* begin *
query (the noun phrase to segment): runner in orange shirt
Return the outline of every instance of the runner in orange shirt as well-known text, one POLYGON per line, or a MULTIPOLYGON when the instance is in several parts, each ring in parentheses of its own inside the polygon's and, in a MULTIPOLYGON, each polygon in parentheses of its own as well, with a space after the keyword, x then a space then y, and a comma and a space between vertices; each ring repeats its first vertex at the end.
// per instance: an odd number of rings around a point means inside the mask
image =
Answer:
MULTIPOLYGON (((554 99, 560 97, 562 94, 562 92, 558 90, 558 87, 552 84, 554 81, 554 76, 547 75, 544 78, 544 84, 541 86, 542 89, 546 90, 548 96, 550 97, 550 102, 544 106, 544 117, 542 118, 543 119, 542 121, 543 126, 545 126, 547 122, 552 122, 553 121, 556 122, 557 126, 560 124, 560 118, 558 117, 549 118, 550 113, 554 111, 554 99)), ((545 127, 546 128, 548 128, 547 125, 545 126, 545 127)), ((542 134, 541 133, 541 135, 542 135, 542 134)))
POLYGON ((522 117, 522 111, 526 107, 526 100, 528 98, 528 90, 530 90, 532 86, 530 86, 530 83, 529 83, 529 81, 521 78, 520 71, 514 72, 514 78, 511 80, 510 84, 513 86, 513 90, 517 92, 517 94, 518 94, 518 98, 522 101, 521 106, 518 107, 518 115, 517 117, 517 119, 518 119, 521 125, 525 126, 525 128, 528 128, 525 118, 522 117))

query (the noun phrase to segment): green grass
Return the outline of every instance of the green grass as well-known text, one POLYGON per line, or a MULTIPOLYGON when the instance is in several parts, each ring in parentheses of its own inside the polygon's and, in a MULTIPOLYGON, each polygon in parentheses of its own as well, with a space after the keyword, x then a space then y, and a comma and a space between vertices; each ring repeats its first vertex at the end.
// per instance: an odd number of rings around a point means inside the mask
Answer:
* end *
### [Problem requirements]
Reproduce all of the lines above, character for character, with nothing altered.

### [The output]
query (the noun phrase to segment): runner in orange shirt
Return the outline of every instance of the runner in orange shirt as well-known text, one POLYGON per line, or a MULTIPOLYGON when the instance is in several parts, each ring in parentheses of its own inside the polygon's and, in a MULTIPOLYGON, each polygon in parentheses of its own as well, with a space after the keyword, x then a space then y, and a comma and a space between vertices; each ring repeats its first vertex at the end.
// per instance: an odd number of rings around a point means inside the mask
image =
Answer:
MULTIPOLYGON (((554 99, 560 97, 562 94, 562 92, 558 90, 558 87, 552 84, 554 81, 554 76, 547 75, 544 78, 544 84, 541 86, 542 89, 546 90, 548 96, 550 97, 550 102, 544 106, 544 117, 542 118, 543 119, 542 121, 543 126, 545 126, 547 122, 552 122, 553 121, 556 122, 557 126, 560 124, 560 118, 558 117, 549 118, 550 113, 554 111, 554 99)), ((545 127, 546 128, 548 128, 547 125, 545 126, 545 127)), ((542 134, 541 133, 541 135, 542 135, 542 134)))
POLYGON ((522 117, 522 111, 526 107, 526 100, 528 98, 528 90, 530 90, 532 86, 530 86, 530 83, 529 83, 529 81, 521 78, 520 71, 514 72, 514 78, 511 80, 510 84, 513 86, 513 90, 517 92, 517 94, 518 94, 518 98, 522 101, 521 106, 518 107, 518 115, 517 117, 517 119, 518 119, 521 125, 525 126, 525 128, 528 128, 525 118, 522 117))

query (the noun phrase to segment): green grass
Return the outline of every instance of the green grass as well-known text, one POLYGON per line, or a MULTIPOLYGON when the instance is in several parts, each ring in parentheses of its own inside the polygon's and, in a MULTIPOLYGON, each polygon in parentheses of its own as well, with a space after the keyword, x then a space then y, and a comma and a space between vertices; each ring repeats its first vertex at the end.
// per instance: an odd number of rings around a point means inside the mask
Answer:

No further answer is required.